◆ **EXERCISE DATA**:
++++++++++

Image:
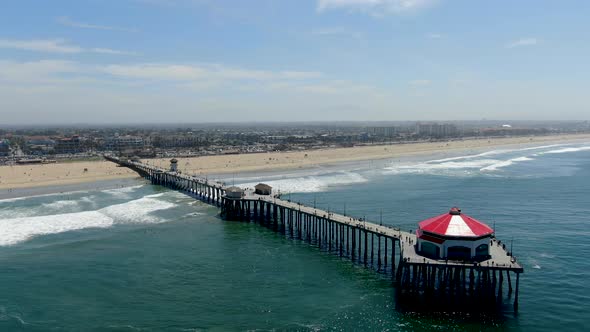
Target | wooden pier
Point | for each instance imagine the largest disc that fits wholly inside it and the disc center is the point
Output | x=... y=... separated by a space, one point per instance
x=390 y=251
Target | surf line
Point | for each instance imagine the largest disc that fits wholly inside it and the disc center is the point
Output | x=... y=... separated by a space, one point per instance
x=418 y=280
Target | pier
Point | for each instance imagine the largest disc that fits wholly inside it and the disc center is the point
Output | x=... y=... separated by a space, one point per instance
x=418 y=280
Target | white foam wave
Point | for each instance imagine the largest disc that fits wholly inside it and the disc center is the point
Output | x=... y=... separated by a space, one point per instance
x=504 y=163
x=16 y=230
x=57 y=205
x=13 y=231
x=309 y=184
x=429 y=167
x=136 y=211
x=122 y=192
x=567 y=150
x=494 y=152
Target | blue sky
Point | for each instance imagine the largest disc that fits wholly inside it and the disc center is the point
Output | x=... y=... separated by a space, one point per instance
x=294 y=60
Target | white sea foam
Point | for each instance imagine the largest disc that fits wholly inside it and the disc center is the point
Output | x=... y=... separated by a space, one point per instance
x=429 y=167
x=16 y=230
x=136 y=211
x=57 y=205
x=123 y=192
x=504 y=163
x=315 y=183
x=567 y=150
x=13 y=231
x=494 y=152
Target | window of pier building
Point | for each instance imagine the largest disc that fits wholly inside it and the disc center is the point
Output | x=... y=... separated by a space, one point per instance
x=459 y=253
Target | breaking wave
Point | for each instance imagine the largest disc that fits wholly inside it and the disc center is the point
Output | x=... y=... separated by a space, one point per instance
x=486 y=162
x=20 y=229
x=567 y=150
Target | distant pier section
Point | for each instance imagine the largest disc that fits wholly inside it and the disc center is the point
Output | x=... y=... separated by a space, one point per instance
x=452 y=258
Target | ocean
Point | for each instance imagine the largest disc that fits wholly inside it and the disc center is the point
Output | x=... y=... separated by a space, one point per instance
x=145 y=258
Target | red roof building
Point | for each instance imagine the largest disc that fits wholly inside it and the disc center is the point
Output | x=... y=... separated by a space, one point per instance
x=453 y=236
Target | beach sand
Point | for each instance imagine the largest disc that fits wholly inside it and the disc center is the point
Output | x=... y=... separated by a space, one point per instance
x=28 y=176
x=59 y=174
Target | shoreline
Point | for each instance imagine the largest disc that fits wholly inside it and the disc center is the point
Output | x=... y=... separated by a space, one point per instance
x=21 y=177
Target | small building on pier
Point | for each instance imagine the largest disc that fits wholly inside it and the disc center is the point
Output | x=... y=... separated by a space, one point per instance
x=454 y=236
x=234 y=192
x=263 y=189
x=173 y=165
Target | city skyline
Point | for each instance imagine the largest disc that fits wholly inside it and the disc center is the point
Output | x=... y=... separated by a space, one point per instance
x=150 y=61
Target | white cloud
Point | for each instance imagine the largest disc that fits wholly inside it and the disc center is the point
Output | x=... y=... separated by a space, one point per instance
x=421 y=82
x=64 y=20
x=435 y=36
x=111 y=51
x=38 y=45
x=56 y=46
x=184 y=72
x=523 y=42
x=377 y=7
x=337 y=31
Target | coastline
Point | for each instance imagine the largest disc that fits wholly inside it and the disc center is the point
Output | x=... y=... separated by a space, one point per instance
x=20 y=177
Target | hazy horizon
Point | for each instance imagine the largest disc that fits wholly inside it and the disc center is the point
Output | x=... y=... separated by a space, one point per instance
x=203 y=61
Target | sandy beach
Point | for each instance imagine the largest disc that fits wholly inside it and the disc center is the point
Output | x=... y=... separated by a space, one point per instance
x=28 y=176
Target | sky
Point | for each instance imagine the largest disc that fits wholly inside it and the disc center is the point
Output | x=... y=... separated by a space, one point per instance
x=177 y=61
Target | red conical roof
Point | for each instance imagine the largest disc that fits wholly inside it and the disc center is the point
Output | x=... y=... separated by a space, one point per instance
x=455 y=224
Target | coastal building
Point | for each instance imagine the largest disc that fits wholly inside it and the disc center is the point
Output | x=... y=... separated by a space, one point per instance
x=453 y=236
x=263 y=189
x=124 y=143
x=173 y=165
x=68 y=145
x=39 y=145
x=4 y=147
x=234 y=192
x=436 y=129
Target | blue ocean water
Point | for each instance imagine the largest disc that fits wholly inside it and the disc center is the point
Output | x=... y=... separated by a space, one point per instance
x=144 y=258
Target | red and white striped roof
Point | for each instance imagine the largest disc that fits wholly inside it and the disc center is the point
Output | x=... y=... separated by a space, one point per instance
x=454 y=223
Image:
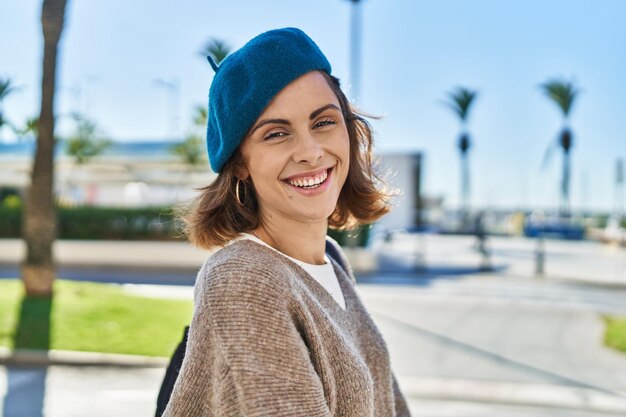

++++++++++

◆ **WHAT THE EXERCISE ASKS**: Find every line above that contains the word "foam", and copy each of those lines.

◆ **SOLUTION FOR THIS PROBLEM**:
Target | white foam wave
Target | white sea foam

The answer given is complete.